Problems to work on:
1) In two sentences, summarize the cash flow passage.
2) Please answer from the cash flow passage: what did the proceeds of the term loan pay for?
3) Write the next part of the cash flow discussion, picking up after its last sentence about the special cash dividend.

Supplied passage:
___

Summary cash flow data is as follows (in thousands):

 

     Six Months Ended
June 30,
 
     2008     2009  

Cash flows provided by (used for):

    

Operating activities

   $ 15,437      $ 17,806   

Investing activities

     (1,608     (5,091

Financing activities

     (20,245     (16,548
                

Net decrease in cash and cash equivalents

     (6,416     (3,833

Cash and cash equivalents, beginning of year

     24,145        17,314   
                

Cash and cash equivalents, end of period

   $ 17,729      $ 13,481   
                

Cash Flow Discussion. Our primary source of liquidity is cash provided by operations. On December 7, 2007, we entered into an Amended and Restated Credit Agreement with a syndicate of banks that provides for a term loan of $50 million and a revolving line of credit (including provisions permitting the issuance of letters of credit and swingline loans) in the aggregate principal amount of up to $45 million. The credit facility expires on December 6, 2012. The maximum borrowings under the amended credit facility may be increased to $120 million pursuant to bank approval in accordance with the terms set forth in the credit facility. We used the proceeds of the term loan to pay a $2.50 per common share special cash dividend in December 2007.

___

Raw data:

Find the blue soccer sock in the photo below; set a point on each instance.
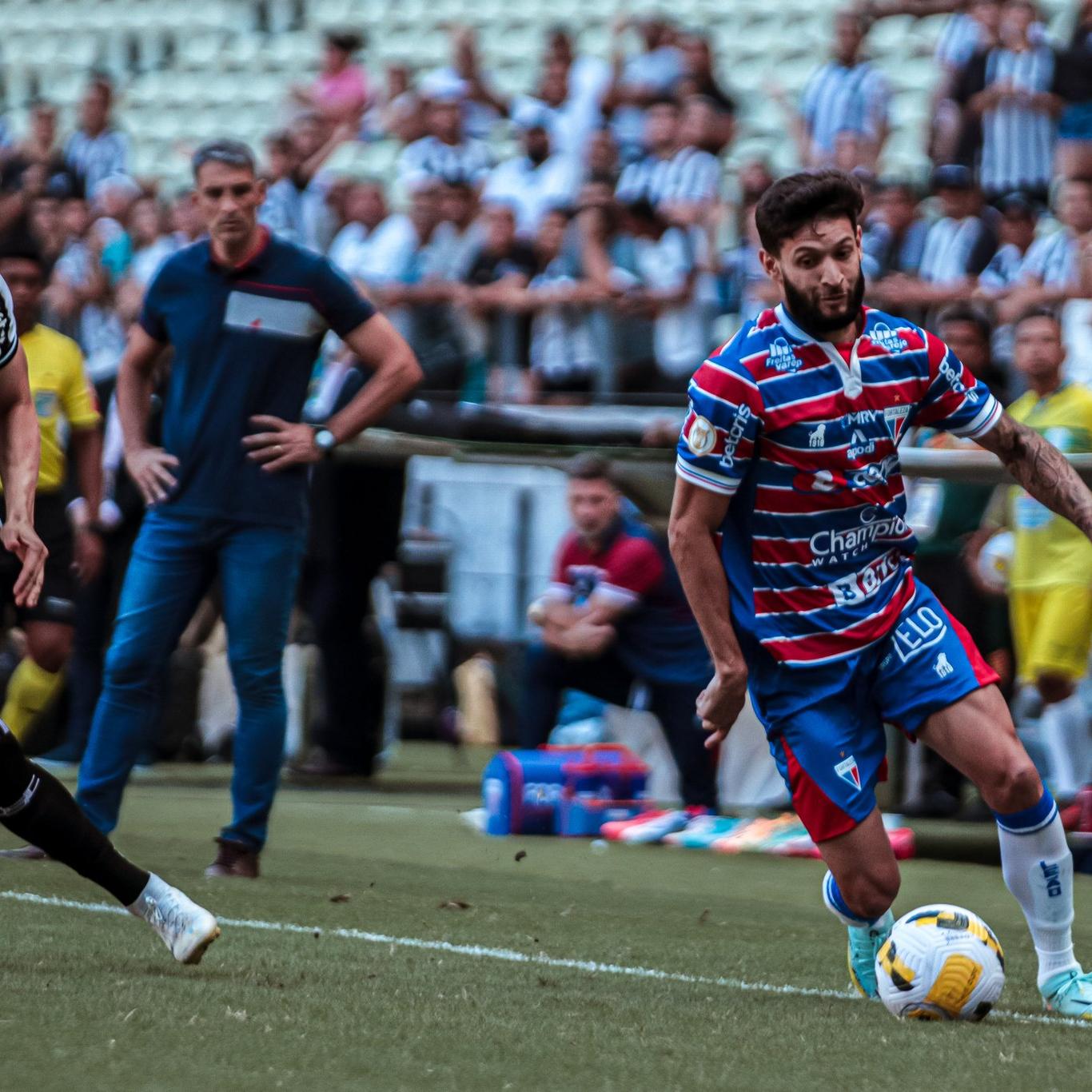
(835, 902)
(1038, 871)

___

Responses per task:
1) Operating activities provided $15,437 thousand of cash in the six months ended June 30, 2008 and $17,806 thousand in the same period of 2009, and cash and cash equivalents at the end of those periods were $17,729 thousand and $13,481 thousand. Cash from operations is the primary source of liquidity, and an Amended and Restated Credit Agreement entered into on December 7, 2007 provides a $50 million term loan and a revolving line of credit of up to $45 million that expires on December 6, 2012.

2) They paid a $2.50 per common share special cash dividend in December 2007.

3)
Recently, the capital and credit markets have become increasingly volatile as a result of adverse conditions that have caused the failure or near failure of a number of large financial services companies. If the capital and credit markets continue to experience volatility and the availability of funds remains limited, it is possible that our ability to access the capital and credit markets may be limited at a time when we would like or need to do so, which could have an impact on our ability to fund our operations, refinance maturing debt or react to changing economic and business conditions. At this time, we believe that our available short-term and long-term capital resources are sufficient to fund our working capital requirements, scheduled debt payments, interest payments, capital expenditures, income tax obligations, anticipated dividends to our stockholders, and anticipated share repurchases for the foreseeable future.

In accordance with GAAP, amounts drawn on our revolving credit facility are shown as debt due within one year. Under the terms of our credit agreement, however, our revolving credit facility does not mature until December 2012, and no amounts are due thereon prior to the maturity of the credit facility. Accordingly, so long as we are in compliance with our financial and other covenants in the credit facility, we do not face a refinancing risk until the term loan and the revolving credit facility mature in December 2012.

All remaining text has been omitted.